CONSIGNE DONNÉE A:
Dans la liste, mettez à jour les lignes qui vont de celle contenant « point at the crumpled hood » à celle contenant « <point>78,50</point> » en y remplaçant « puddle of water » par « pool of water », sans toucher au reste. Ne redonnez que ces lignes.

Terres arbitraires, l’installation immersive qui démonte les clichés sur les banlieues, par Nicolas Clauss, à la Condition publique à Roubaix. © Jean-Jacques Birgé
< 11'03'12 >
"Terres arbitraires", les yeux dans les banlieues
(Roubaix, envoyée spéciale.)
Vite vite, puisque c’est ce dimanche le dernier jour pour découvrir à la Condition publique à Roubaix, l’ancienne usine reconvertie en lieu d’art dans le Nord, l’installation de Nicolas Clauss « Terres arbitraires ». Un seul petit dimanche et puis quoi encore… C’est à ça que vous pensez ? Oui, mais le travail en cours de Nicolas Clauss autour de l’immersion (la sienne, dans les « quartiers », puisque c’est ainsi qu’on nomme pudiquement les banlieues, les cités pourries de nos grandes villes) ne s’arrête pas là. La Condition publique est la quatrième étape du projet, qui présente un nouveau montage de l’installation créée en 2010 au Théâtre de l’Agora d’Evry, près de Paris.
Un travail de sape contre le bruit médiatique.

CONSIGNE DONNÉE B:
Répondez à ces questions sur l'article consacré à « Terres arbitraires » :
(i) Quelle étape du projet la Condition publique représente-t-elle ?
(ii) En quelle année l'installation a-t-elle été créée ?
(iii) Dans quel théâtre a-t-elle été créée ?

ENTRÉES:
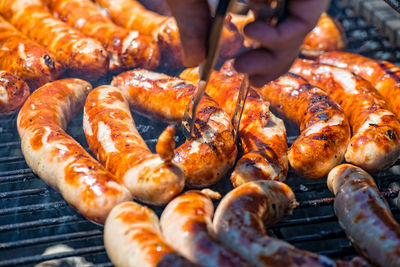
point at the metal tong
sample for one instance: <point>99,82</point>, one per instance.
<point>206,68</point>
<point>273,12</point>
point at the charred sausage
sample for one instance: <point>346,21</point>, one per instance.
<point>112,136</point>
<point>127,49</point>
<point>210,154</point>
<point>132,15</point>
<point>57,158</point>
<point>262,135</point>
<point>327,35</point>
<point>364,215</point>
<point>83,57</point>
<point>325,131</point>
<point>384,76</point>
<point>243,214</point>
<point>13,92</point>
<point>25,58</point>
<point>186,225</point>
<point>132,237</point>
<point>375,144</point>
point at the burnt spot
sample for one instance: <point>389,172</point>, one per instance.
<point>49,61</point>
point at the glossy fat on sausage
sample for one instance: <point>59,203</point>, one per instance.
<point>13,92</point>
<point>83,57</point>
<point>26,59</point>
<point>112,136</point>
<point>211,153</point>
<point>325,132</point>
<point>186,225</point>
<point>127,49</point>
<point>384,76</point>
<point>57,158</point>
<point>132,237</point>
<point>327,35</point>
<point>241,219</point>
<point>375,144</point>
<point>365,215</point>
<point>132,15</point>
<point>262,135</point>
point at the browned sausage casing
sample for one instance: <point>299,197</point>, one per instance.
<point>132,15</point>
<point>25,58</point>
<point>83,57</point>
<point>132,237</point>
<point>375,144</point>
<point>327,35</point>
<point>365,215</point>
<point>325,131</point>
<point>186,225</point>
<point>210,154</point>
<point>243,214</point>
<point>384,76</point>
<point>127,49</point>
<point>262,135</point>
<point>112,136</point>
<point>13,92</point>
<point>57,158</point>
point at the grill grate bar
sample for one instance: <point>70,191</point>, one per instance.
<point>53,238</point>
<point>41,258</point>
<point>41,223</point>
<point>34,207</point>
<point>22,193</point>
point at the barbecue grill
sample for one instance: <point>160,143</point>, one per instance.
<point>34,217</point>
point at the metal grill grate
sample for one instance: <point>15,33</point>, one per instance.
<point>34,217</point>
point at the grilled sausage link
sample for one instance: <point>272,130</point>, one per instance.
<point>243,214</point>
<point>127,49</point>
<point>325,131</point>
<point>384,76</point>
<point>13,92</point>
<point>364,215</point>
<point>375,144</point>
<point>112,136</point>
<point>262,135</point>
<point>83,57</point>
<point>327,35</point>
<point>25,58</point>
<point>132,15</point>
<point>186,225</point>
<point>57,158</point>
<point>132,237</point>
<point>210,154</point>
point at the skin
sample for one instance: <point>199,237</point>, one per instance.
<point>279,45</point>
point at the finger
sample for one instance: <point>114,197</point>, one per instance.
<point>264,62</point>
<point>292,30</point>
<point>192,17</point>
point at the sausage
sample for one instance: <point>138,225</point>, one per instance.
<point>186,225</point>
<point>375,144</point>
<point>325,132</point>
<point>132,15</point>
<point>384,76</point>
<point>13,92</point>
<point>243,214</point>
<point>57,158</point>
<point>127,49</point>
<point>262,135</point>
<point>364,215</point>
<point>212,151</point>
<point>132,237</point>
<point>83,57</point>
<point>26,59</point>
<point>112,136</point>
<point>327,35</point>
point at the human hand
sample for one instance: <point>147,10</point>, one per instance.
<point>278,45</point>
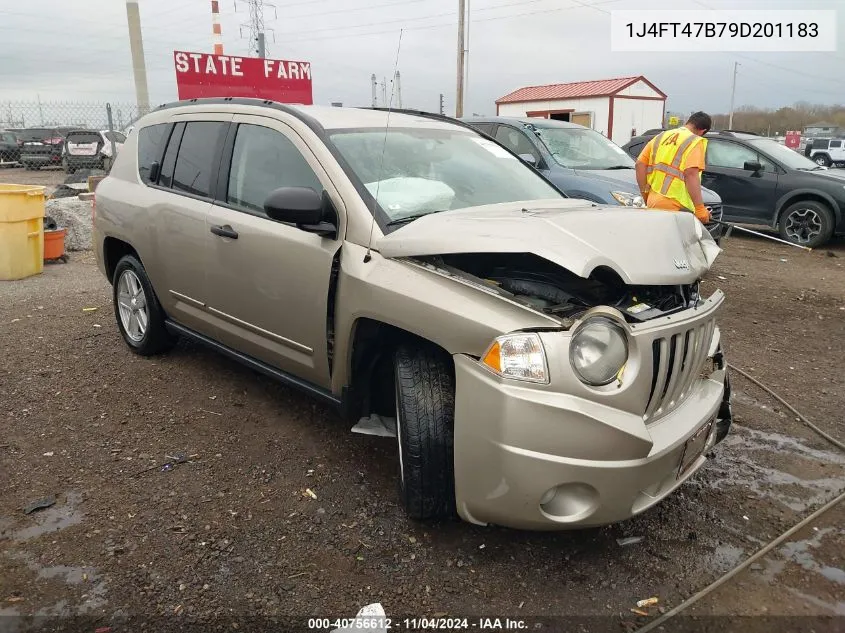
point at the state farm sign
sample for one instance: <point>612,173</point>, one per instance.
<point>201,75</point>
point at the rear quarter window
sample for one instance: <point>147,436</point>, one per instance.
<point>151,140</point>
<point>199,155</point>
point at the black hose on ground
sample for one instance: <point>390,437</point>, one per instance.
<point>809,424</point>
<point>772,544</point>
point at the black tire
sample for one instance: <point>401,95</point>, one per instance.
<point>155,339</point>
<point>425,423</point>
<point>807,223</point>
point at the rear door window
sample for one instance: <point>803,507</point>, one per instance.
<point>199,156</point>
<point>264,160</point>
<point>151,140</point>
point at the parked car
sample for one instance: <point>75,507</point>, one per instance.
<point>90,149</point>
<point>580,161</point>
<point>826,151</point>
<point>41,147</point>
<point>763,182</point>
<point>10,151</point>
<point>546,363</point>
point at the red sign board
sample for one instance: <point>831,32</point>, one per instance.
<point>200,75</point>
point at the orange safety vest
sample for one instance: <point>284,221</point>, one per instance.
<point>665,172</point>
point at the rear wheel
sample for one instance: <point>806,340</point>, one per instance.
<point>139,315</point>
<point>425,414</point>
<point>807,223</point>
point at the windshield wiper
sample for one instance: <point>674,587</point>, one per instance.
<point>409,218</point>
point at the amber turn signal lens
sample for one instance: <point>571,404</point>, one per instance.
<point>493,357</point>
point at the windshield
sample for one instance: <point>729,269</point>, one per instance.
<point>788,157</point>
<point>582,148</point>
<point>429,170</point>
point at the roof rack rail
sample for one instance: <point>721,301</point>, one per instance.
<point>728,132</point>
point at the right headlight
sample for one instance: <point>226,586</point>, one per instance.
<point>598,351</point>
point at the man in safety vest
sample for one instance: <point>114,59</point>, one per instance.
<point>669,168</point>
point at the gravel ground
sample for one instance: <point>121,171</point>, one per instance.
<point>231,534</point>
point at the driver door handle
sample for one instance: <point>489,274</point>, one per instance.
<point>225,231</point>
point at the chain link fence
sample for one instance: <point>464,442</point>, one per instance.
<point>36,134</point>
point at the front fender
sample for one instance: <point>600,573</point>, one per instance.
<point>458,317</point>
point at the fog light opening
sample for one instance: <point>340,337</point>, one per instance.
<point>569,502</point>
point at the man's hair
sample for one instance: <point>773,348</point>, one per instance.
<point>700,120</point>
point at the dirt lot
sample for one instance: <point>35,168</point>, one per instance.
<point>231,534</point>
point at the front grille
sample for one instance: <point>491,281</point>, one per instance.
<point>715,212</point>
<point>677,361</point>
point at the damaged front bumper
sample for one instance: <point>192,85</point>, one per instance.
<point>548,457</point>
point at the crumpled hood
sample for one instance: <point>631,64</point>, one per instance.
<point>644,247</point>
<point>626,180</point>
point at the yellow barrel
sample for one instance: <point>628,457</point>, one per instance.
<point>21,231</point>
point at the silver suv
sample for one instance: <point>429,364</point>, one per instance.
<point>542,362</point>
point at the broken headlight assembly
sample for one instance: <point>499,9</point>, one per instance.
<point>598,351</point>
<point>518,356</point>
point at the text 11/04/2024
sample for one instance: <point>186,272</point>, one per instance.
<point>715,31</point>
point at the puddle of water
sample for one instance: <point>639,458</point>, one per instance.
<point>726,557</point>
<point>57,517</point>
<point>738,467</point>
<point>800,552</point>
<point>837,607</point>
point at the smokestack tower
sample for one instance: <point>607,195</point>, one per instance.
<point>216,31</point>
<point>136,46</point>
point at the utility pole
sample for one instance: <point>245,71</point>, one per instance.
<point>257,29</point>
<point>459,98</point>
<point>733,93</point>
<point>139,66</point>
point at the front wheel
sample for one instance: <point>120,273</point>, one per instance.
<point>425,416</point>
<point>139,315</point>
<point>807,223</point>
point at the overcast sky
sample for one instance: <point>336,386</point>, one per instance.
<point>78,50</point>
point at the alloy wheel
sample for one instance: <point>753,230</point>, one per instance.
<point>803,225</point>
<point>132,305</point>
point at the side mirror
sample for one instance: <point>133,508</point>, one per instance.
<point>304,207</point>
<point>530,159</point>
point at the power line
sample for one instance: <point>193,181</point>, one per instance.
<point>778,66</point>
<point>307,38</point>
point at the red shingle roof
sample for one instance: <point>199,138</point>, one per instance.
<point>601,88</point>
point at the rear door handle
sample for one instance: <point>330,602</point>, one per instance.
<point>225,231</point>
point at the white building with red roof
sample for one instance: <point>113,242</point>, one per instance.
<point>618,108</point>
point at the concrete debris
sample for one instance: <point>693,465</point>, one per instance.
<point>74,215</point>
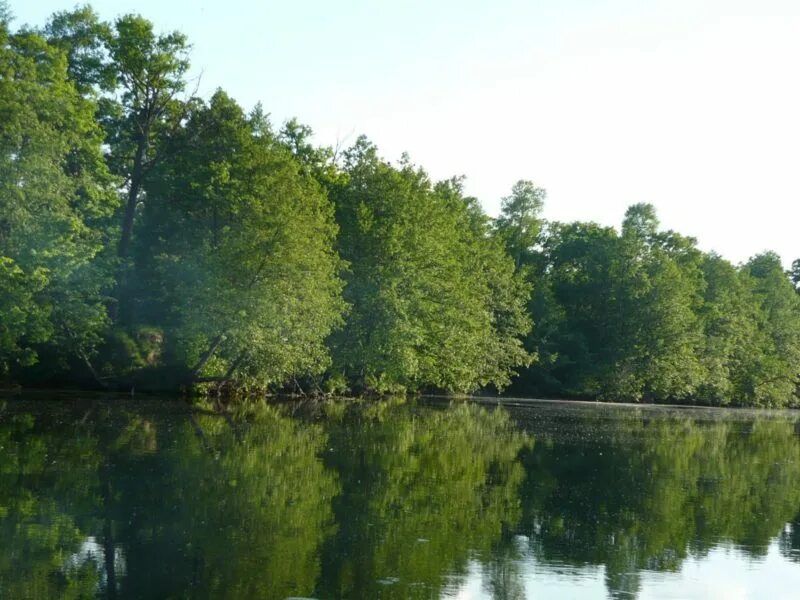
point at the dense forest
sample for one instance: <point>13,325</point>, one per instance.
<point>154,239</point>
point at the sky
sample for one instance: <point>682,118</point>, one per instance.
<point>691,105</point>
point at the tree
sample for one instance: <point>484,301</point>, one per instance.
<point>236,257</point>
<point>520,222</point>
<point>435,302</point>
<point>56,197</point>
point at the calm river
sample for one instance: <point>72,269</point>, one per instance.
<point>151,498</point>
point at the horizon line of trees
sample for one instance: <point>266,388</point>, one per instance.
<point>153,238</point>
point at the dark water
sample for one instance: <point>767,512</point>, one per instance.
<point>148,499</point>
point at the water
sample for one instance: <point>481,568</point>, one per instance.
<point>152,499</point>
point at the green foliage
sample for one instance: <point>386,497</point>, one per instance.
<point>56,199</point>
<point>149,237</point>
<point>435,302</point>
<point>236,250</point>
<point>644,315</point>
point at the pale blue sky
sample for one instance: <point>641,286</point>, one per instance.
<point>692,105</point>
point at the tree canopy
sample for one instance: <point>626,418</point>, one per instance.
<point>151,237</point>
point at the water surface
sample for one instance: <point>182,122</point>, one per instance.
<point>116,498</point>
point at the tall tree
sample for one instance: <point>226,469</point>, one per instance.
<point>236,251</point>
<point>56,197</point>
<point>435,302</point>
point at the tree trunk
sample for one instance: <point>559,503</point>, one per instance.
<point>128,218</point>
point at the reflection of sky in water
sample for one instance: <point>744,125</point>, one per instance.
<point>724,574</point>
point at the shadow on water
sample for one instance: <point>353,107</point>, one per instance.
<point>152,499</point>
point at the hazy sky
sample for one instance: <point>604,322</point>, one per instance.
<point>691,105</point>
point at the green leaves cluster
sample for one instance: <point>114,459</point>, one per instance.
<point>152,238</point>
<point>643,314</point>
<point>435,300</point>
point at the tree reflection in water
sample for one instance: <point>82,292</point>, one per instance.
<point>387,499</point>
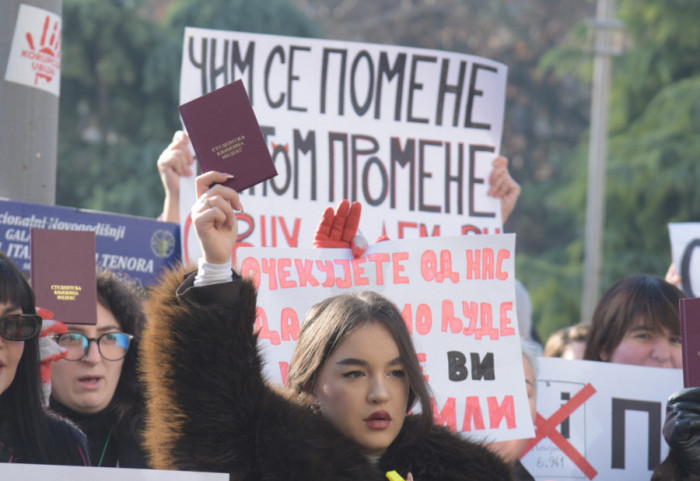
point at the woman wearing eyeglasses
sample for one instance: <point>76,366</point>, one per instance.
<point>28,434</point>
<point>96,385</point>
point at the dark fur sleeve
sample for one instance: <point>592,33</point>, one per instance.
<point>209,408</point>
<point>443,456</point>
<point>202,375</point>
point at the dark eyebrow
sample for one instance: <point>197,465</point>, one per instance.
<point>81,330</point>
<point>351,361</point>
<point>10,309</point>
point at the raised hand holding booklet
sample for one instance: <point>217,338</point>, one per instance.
<point>226,136</point>
<point>63,274</point>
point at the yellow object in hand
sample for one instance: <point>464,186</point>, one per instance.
<point>394,476</point>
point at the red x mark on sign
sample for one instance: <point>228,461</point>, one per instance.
<point>548,428</point>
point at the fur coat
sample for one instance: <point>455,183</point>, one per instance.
<point>209,408</point>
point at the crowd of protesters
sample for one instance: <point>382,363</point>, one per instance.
<point>172,378</point>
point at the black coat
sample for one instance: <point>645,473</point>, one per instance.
<point>209,408</point>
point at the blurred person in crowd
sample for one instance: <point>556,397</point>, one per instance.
<point>636,322</point>
<point>28,433</point>
<point>511,450</point>
<point>352,381</point>
<point>568,342</point>
<point>682,433</point>
<point>96,385</point>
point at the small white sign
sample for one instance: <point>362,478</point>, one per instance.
<point>35,54</point>
<point>685,241</point>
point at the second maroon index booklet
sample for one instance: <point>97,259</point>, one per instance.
<point>226,136</point>
<point>63,274</point>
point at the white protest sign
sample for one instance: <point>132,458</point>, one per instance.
<point>598,420</point>
<point>410,133</point>
<point>35,54</point>
<point>32,472</point>
<point>685,252</point>
<point>457,297</point>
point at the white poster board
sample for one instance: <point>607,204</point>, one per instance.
<point>685,252</point>
<point>457,297</point>
<point>35,55</point>
<point>34,472</point>
<point>410,133</point>
<point>598,420</point>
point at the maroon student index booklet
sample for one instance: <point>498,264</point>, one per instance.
<point>63,274</point>
<point>689,310</point>
<point>226,136</point>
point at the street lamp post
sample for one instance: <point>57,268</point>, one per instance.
<point>604,26</point>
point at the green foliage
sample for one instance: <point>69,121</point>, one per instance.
<point>652,167</point>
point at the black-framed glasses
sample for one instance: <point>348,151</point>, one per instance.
<point>112,346</point>
<point>20,327</point>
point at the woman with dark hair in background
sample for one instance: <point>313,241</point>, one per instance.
<point>28,434</point>
<point>636,322</point>
<point>96,385</point>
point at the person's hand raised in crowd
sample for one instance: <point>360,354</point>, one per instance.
<point>339,228</point>
<point>174,162</point>
<point>503,186</point>
<point>214,217</point>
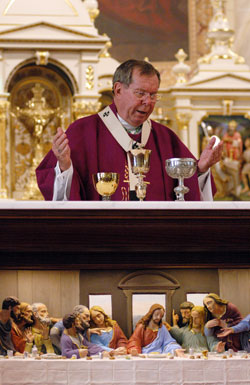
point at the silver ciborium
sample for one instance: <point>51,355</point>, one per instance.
<point>140,163</point>
<point>181,168</point>
<point>106,184</point>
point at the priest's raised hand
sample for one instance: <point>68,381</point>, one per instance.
<point>61,149</point>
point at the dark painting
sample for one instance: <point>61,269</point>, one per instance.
<point>144,28</point>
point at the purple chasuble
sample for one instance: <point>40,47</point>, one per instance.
<point>94,149</point>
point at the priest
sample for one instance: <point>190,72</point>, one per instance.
<point>102,142</point>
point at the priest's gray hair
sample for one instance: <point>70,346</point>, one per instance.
<point>79,309</point>
<point>124,72</point>
<point>35,306</point>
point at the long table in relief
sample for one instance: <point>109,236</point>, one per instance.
<point>81,235</point>
<point>125,372</point>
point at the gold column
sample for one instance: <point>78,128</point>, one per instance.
<point>4,106</point>
<point>84,108</point>
<point>183,119</point>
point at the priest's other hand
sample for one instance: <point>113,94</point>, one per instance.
<point>61,149</point>
<point>134,352</point>
<point>212,323</point>
<point>180,352</point>
<point>225,332</point>
<point>210,155</point>
<point>220,347</point>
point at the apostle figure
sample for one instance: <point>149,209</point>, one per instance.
<point>192,335</point>
<point>102,142</point>
<point>106,332</point>
<point>10,309</point>
<point>185,314</point>
<point>74,343</point>
<point>40,328</point>
<point>222,314</point>
<point>83,314</point>
<point>245,173</point>
<point>243,328</point>
<point>21,333</point>
<point>151,335</point>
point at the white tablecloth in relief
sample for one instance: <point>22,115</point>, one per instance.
<point>125,372</point>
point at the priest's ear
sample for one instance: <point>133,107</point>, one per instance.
<point>117,89</point>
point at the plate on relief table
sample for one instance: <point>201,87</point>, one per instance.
<point>156,355</point>
<point>51,356</point>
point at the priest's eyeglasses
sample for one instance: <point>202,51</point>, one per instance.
<point>140,94</point>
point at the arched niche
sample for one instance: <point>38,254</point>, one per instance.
<point>148,282</point>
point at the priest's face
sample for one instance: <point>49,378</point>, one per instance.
<point>85,318</point>
<point>98,318</point>
<point>157,316</point>
<point>186,313</point>
<point>15,313</point>
<point>27,315</point>
<point>196,319</point>
<point>43,315</point>
<point>136,102</point>
<point>210,304</point>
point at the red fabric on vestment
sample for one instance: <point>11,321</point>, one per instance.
<point>93,149</point>
<point>119,339</point>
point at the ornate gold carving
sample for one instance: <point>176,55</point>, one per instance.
<point>227,106</point>
<point>35,116</point>
<point>81,109</point>
<point>183,119</point>
<point>4,106</point>
<point>104,53</point>
<point>89,77</point>
<point>92,7</point>
<point>42,58</point>
<point>220,37</point>
<point>181,69</point>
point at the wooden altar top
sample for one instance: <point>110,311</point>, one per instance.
<point>105,235</point>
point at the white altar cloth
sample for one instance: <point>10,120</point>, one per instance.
<point>133,205</point>
<point>137,371</point>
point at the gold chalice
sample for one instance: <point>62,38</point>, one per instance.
<point>140,163</point>
<point>181,168</point>
<point>106,184</point>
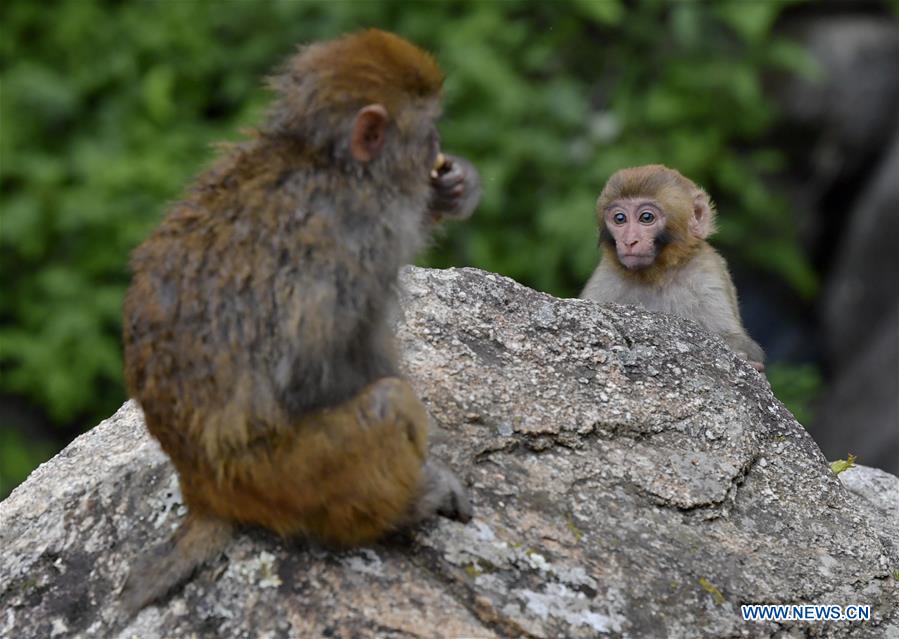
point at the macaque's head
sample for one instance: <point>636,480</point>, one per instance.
<point>652,218</point>
<point>364,99</point>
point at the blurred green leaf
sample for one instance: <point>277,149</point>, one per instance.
<point>608,12</point>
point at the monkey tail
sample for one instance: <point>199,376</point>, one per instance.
<point>154,575</point>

RÉPONSE RÉDIGÉE A:
point at the crumpled hood
sample for one instance: <point>631,64</point>, one per instance.
<point>644,247</point>
<point>626,180</point>
point at the yellow barrel
sample for one instance: <point>628,457</point>, one per instance.
<point>21,231</point>
point at the silver suv
sample for one instance: <point>429,364</point>, one per instance.
<point>542,362</point>
point at the broken headlight assembly
sample for one instance: <point>499,9</point>, one per instance.
<point>598,351</point>
<point>518,356</point>
point at the text 11/04/2024
sample for one instance: <point>186,272</point>, one per instance.
<point>715,31</point>
point at the pool of water
sample for one instance: <point>639,458</point>, one per instance.
<point>726,557</point>
<point>57,517</point>
<point>738,467</point>
<point>800,552</point>
<point>837,607</point>
point at the smokestack tower
sample for one instance: <point>607,195</point>, one per instance.
<point>216,31</point>
<point>136,46</point>
point at the utility pole
sample for one instance: <point>245,71</point>, one per instance.
<point>257,29</point>
<point>459,98</point>
<point>733,93</point>
<point>139,66</point>
point at the front wheel
sample for one instance: <point>120,273</point>, one per instance.
<point>425,416</point>
<point>139,315</point>
<point>807,223</point>
point at the overcast sky
sample for one instance: <point>336,386</point>, one per instance.
<point>78,50</point>

RÉPONSE RÉDIGÉE B:
(i) La quatrième étape.
(ii) En 2010.
(iii) Au Théâtre de l'Agora d'Evry, près de Paris.